■ **WORK REQUEST**
Copy every line of the entries that has the string "above" in it.

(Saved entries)
#####
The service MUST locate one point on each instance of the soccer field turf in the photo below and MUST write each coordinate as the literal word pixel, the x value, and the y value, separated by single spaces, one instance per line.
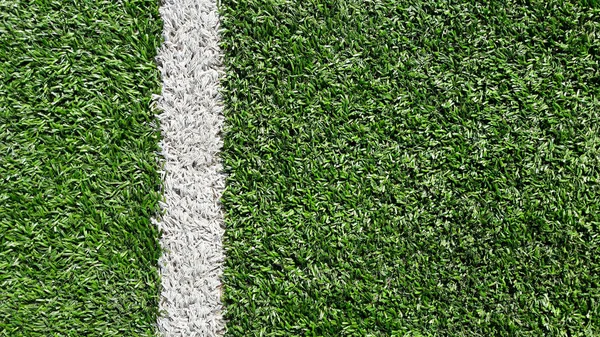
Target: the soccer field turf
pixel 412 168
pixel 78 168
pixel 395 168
#####
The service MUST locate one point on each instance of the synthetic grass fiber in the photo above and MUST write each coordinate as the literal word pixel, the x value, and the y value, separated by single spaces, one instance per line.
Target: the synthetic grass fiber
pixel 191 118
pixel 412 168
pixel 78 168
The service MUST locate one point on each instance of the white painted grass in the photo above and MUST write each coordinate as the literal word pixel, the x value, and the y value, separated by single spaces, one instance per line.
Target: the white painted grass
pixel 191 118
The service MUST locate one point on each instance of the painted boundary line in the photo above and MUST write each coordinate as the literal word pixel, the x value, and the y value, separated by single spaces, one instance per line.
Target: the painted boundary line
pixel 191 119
#####
■ **OUTPUT FOR THIS TASK**
The service MUST locate one point on each instance of the synthetic grass fiber in the photo above and MUST write each coordinate as the literal word pixel, the x value, and the y value, separated by single spaces, one instance per line.
The service MUST locate one point on each instance of the white painted grass in the photo above and MUST write each coordinate as the literal word pixel, the x value, and the y value, separated by single spaces, one instance per line.
The service MUST locate one point on each instance of the painted boundary line in the photo above and MUST write each coordinate as the literal word pixel, the x value, and the y value, separated by single spaces, one instance per line.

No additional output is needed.